The website Bullying Online lists pointers such as “coming home with cuts and bruises... torn clothes... falling out with previously good friends...

being moody and bad tempered... being quiet and withdrawn... anxiety”.

Parents are encouraged to rush to the teacher every time their pubescent offspring gets sulky or arrives home grubby and dishevelled. They will get themselves in a state if they are asked to read signs of a lively football game or teenage angst as potential evidence of dark abuse. And when the NAHT guidelines say that one sign is a “refusal to talk about the problem”, you know this is not so much helpful advice as a green light for panic. If your child refuses to say they are being bullied, then maybe they are. It is enough to scare any parent.

No wonder parents are anxious when schools lose all sense of perspective.

Teachers are warned against using objective assessments of what constitutes serious problems.

The NAHT guidelines tell them that “while others may not feel that certain actions or words are of a bullying nature, if the recipient feels that they are being bullied, that is sufficient evidence to treat the case as prima facie bullying”.

This can only encourage an unhelpful climate wherein every childish whinge or over-protective parental complaint has to be treated as on a par with grievous incidents.

With parents and teachers interpreting every schoolyard spat as harmful and every pupil portrayed as a vulnerable victim, it is not surprising that children regularly say they feel bullied. But isn’t there a danger that genuinely bullied children are being sidelined?

When model policies state that “bullying, no matter how apparently insignificant the incident, is serious”, it tends to trivialise the small minority of really nasty cases of bullying.

Should we conclude that “subtle bullying” such as “a muttered threat, a passed note or just a look” are as serious as getting your head kicked in or being cruelly isolated over a long period of time? Of course not.

Dealing with serious bullying means recognising that it is a rare and occasional risk to a minority of children. Let’s not scare parents and children into thinking that the problem lurks behind every childish insult or misadventure.

Data:

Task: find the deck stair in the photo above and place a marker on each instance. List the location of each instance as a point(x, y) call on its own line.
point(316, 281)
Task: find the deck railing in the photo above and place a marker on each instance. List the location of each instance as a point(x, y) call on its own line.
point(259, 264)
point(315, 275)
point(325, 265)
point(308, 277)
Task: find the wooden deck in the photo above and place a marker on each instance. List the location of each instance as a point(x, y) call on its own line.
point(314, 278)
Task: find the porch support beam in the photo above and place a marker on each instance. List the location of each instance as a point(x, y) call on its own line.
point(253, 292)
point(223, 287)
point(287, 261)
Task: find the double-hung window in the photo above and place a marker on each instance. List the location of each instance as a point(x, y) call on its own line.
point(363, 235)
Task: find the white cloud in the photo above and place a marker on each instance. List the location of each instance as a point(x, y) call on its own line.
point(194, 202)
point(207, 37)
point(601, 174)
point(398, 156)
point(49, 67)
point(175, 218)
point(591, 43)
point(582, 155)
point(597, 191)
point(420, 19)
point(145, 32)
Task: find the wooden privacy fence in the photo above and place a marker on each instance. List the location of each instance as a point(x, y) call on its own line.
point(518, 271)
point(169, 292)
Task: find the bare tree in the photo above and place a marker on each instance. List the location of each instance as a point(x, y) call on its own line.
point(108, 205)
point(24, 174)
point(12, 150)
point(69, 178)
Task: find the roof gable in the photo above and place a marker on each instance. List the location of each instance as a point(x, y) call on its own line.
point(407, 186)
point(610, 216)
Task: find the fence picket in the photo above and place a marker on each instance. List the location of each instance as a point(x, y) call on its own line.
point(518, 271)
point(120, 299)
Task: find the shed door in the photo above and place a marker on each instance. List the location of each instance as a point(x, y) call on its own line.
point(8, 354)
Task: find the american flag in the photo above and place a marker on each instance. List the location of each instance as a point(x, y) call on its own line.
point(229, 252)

Challenge 1:
Does the article on school bullying support each of these statements? For each, answer yes or no and quote the words that decide it.
(a) Parents are encouraged to go to the teacher whenever their child arrives home grubby.
(b) Teachers are told to rely on objective assessments to decide what counts as a serious problem.
(c) Serious bullying is a risk to most children.
Challenge 2: Can you reproduce, word for word, the passage of the article on school bullying starting at "With parents and" and ending at "are being sidelined?"?
The entries are separate material and have no connection to the article on school bullying.

Written response 1:
(a) Yes: "Parents are encouraged to rush to the teacher every time their pubescent offspring gets sulky or arrives home grubby and dishevelled."
(b) No: "Teachers are warned against using objective assessments of what constitutes serious problems."
(c) No: "it is a rare and occasional risk to a minority of children"

Written response 2:
With parents and teachers interpreting every schoolyard spat as harmful and every pupil portrayed as a vulnerable victim, it is not surprising that children regularly say they feel bullied. But isn’t there a danger that genuinely bullied children are being sidelined?